Text extract →
--- start ---

Christians and Jews can have a mutual respect for each other to create a civil society. As you know, Islam cannot do that. Therefore we cannot ever let Islam become a large part of our society. Muslims are naturally my (our) enemy due to their deep antagonism and bias against non-Muslims.

When these emails surfaced, many Muslim Cub fans — myself included — felt betrayed. It hurt to know that the owners of a Chicago institution we all love dearly — the Cubs — is owned by someone who, while loving our money, hates us for who we are. After this incident, when I look at my Cubs jersey and hoodie, I get a painful pit in my stomach.

Dr. Shoshara’s commentary in the Tribune perfectly and eloquently embodied what I suspect most Muslim Cub fans — again, myself included — feel:

It may then come as a surprise that Ricketts’ emails aren’t my major concern. They were private and never intended for release, so while I find his sense of smug superiority abhorrent I also acknowledge that it is hatred that he worked assiduously hard to mask.

--- end ---

Data supplied →
--- start ---

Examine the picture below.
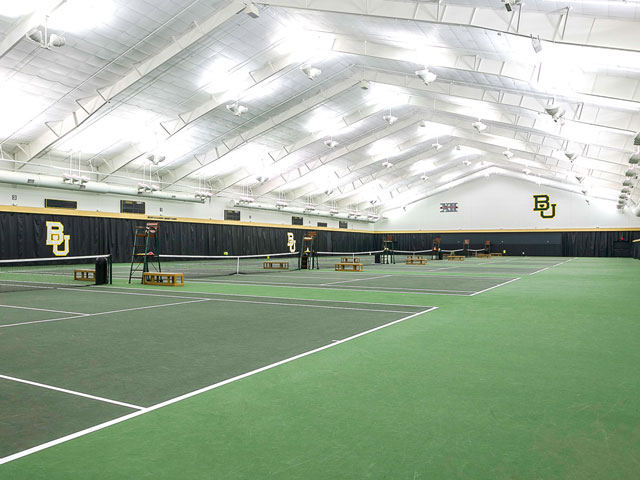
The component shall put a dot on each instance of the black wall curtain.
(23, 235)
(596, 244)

--- end ---
--- start ---

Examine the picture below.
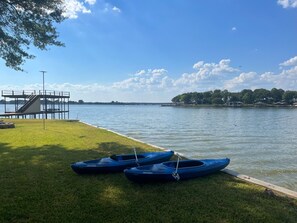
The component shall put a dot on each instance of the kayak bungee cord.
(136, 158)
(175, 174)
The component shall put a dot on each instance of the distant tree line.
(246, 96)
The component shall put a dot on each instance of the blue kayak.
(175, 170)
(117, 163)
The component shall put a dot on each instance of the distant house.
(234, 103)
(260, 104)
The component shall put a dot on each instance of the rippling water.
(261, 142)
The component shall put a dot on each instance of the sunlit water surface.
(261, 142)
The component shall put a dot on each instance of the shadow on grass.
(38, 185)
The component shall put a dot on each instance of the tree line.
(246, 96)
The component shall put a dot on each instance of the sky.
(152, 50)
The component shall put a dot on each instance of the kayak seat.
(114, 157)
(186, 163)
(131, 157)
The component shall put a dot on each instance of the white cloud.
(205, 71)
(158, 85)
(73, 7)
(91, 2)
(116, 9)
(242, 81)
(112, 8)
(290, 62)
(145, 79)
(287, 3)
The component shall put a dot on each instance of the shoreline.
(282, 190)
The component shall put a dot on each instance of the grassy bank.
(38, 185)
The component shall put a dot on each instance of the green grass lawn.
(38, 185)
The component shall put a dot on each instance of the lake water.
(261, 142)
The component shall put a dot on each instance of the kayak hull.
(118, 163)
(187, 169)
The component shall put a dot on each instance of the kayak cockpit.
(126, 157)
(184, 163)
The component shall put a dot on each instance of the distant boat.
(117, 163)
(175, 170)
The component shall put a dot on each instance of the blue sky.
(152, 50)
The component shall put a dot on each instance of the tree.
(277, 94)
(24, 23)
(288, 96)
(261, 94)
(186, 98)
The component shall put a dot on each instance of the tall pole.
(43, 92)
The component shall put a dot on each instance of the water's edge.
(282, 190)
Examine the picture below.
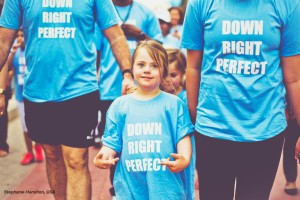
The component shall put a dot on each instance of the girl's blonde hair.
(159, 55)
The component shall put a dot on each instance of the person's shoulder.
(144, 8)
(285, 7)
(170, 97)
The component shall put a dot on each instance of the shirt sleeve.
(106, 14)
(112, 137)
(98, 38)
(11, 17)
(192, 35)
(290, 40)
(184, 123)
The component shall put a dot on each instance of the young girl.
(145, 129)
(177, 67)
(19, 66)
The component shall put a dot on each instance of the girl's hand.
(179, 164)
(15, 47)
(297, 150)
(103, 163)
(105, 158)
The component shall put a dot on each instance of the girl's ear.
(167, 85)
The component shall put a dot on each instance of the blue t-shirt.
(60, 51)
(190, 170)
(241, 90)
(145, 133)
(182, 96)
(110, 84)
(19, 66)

--- end ---
--- start ---

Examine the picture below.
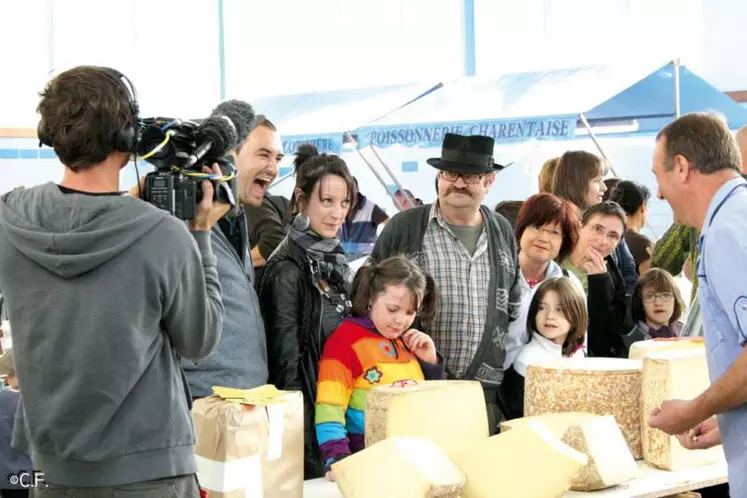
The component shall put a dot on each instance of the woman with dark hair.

--- end ---

Work to be completed →
Answer these questions using the text about the Cubs owner's emails, one per line:
1. Which two pieces of Cubs clothing does the writer mention?
2. In which newspaper did Dr. Shoshara's commentary appear?
3. What does the commentary say the Ricketts emails were?

Answer to the problem →
1. A Cubs jersey and a hoodie.
2. The Tribune.
3. Private and never intended for release.